* WHAT TO PRODUCE
Copy word for word every line of the items, starting at the line that contains "trunk in this photo, one line per instance." and running through the last line of the items, both ends included.
--- PROVIDED RECORDS ---
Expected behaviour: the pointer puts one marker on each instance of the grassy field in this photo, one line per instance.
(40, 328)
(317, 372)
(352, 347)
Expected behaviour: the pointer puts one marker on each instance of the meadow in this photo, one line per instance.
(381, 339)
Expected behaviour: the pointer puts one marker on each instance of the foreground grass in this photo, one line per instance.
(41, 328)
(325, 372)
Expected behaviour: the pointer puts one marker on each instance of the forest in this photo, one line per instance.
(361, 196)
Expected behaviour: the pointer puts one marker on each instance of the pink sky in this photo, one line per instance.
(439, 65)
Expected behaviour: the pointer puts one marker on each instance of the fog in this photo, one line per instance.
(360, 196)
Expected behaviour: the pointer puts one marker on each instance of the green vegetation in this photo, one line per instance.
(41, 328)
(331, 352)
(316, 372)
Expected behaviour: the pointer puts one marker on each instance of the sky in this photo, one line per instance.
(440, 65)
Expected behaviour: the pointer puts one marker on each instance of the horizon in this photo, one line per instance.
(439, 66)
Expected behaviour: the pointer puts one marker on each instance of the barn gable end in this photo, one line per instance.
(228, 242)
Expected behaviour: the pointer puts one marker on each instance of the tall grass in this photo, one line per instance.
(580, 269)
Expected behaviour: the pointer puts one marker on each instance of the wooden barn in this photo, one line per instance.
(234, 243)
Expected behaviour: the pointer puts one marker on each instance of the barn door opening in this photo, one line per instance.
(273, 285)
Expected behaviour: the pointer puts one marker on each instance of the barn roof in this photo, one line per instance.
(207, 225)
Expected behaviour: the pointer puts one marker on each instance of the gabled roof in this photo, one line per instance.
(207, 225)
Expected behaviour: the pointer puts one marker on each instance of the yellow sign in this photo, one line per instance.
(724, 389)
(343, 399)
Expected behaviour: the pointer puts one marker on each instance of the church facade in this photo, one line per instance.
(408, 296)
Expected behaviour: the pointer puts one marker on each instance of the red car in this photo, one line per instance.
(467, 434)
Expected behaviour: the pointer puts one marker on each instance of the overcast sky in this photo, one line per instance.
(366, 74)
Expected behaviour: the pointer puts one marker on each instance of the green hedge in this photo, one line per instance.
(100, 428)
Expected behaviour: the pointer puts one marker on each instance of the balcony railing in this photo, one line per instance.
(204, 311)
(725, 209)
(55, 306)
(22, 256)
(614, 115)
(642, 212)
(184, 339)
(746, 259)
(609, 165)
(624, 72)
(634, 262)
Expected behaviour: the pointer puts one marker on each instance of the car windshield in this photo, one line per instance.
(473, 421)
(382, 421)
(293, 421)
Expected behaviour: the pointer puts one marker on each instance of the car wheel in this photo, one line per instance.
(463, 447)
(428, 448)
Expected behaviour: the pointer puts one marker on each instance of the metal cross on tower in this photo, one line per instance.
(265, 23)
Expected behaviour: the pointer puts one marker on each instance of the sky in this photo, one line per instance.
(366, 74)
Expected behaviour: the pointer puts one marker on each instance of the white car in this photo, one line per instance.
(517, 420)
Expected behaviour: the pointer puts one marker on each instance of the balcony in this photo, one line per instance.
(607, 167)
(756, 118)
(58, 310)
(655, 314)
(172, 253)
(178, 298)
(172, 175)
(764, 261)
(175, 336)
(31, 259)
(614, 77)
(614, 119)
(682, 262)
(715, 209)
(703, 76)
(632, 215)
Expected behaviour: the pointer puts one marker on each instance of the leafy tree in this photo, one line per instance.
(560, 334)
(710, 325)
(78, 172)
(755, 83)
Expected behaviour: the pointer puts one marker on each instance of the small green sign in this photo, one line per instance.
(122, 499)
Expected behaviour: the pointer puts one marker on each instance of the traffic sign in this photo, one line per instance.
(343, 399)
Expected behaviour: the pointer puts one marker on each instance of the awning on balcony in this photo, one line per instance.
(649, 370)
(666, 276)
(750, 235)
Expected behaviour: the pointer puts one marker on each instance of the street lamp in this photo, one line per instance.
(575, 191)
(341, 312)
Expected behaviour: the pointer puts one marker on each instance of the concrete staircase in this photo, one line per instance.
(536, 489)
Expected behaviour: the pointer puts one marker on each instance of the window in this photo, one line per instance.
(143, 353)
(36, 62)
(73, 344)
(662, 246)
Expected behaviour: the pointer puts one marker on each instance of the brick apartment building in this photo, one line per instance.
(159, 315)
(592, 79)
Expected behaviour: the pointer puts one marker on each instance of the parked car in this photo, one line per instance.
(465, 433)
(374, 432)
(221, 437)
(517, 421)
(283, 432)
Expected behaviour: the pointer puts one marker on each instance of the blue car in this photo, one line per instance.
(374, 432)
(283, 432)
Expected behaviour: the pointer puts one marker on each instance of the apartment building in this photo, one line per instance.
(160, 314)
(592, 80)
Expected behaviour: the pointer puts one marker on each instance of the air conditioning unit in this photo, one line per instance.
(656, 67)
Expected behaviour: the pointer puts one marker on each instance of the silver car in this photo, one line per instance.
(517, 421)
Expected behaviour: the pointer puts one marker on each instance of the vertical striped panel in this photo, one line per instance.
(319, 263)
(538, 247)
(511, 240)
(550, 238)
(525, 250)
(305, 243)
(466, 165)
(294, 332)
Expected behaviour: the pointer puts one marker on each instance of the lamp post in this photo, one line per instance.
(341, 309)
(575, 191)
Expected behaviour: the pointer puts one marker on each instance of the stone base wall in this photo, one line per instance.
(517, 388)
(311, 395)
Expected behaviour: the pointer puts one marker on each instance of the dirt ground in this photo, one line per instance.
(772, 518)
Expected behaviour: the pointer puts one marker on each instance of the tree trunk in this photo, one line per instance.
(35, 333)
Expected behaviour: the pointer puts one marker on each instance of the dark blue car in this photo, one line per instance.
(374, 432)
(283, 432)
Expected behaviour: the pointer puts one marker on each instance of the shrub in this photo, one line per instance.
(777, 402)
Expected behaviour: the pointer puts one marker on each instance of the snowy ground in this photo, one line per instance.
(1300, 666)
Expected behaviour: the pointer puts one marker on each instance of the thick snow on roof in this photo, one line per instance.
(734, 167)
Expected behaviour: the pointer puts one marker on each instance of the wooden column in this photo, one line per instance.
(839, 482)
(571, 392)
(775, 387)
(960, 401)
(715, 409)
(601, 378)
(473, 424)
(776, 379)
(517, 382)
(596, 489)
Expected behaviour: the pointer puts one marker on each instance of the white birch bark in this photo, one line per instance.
---
* OUTPUT OF THE TASK
Expected behaviour: the pointer puts one marker on each instance of the tree trunk in this photo, one line per instance.
(35, 333)
Expected behaviour: the pointer puts one marker on each instance of the dark blue car in this photo, one line per instance.
(374, 432)
(283, 432)
Expected behaviour: the pointer puts one marker on each instance of the shrub in this photo, one line per instance.
(777, 402)
Expected behaviour: the pointer puts one marker on each instance of the snowy ground in this photo, one line per instance.
(1300, 666)
Expected behaviour: the pointer puts one marker on each instance of the thick snow on roof in this photo, one line per instance.
(734, 167)
Expected behaviour: the pointer puts one marker on each instance of the wooden column in this photo, one line per instance.
(839, 482)
(571, 392)
(775, 387)
(960, 401)
(715, 409)
(601, 378)
(473, 424)
(776, 379)
(517, 382)
(596, 489)
Expected behaviour: the pointer puts one marker on each instance of the white birch bark in this photo, one line per instance.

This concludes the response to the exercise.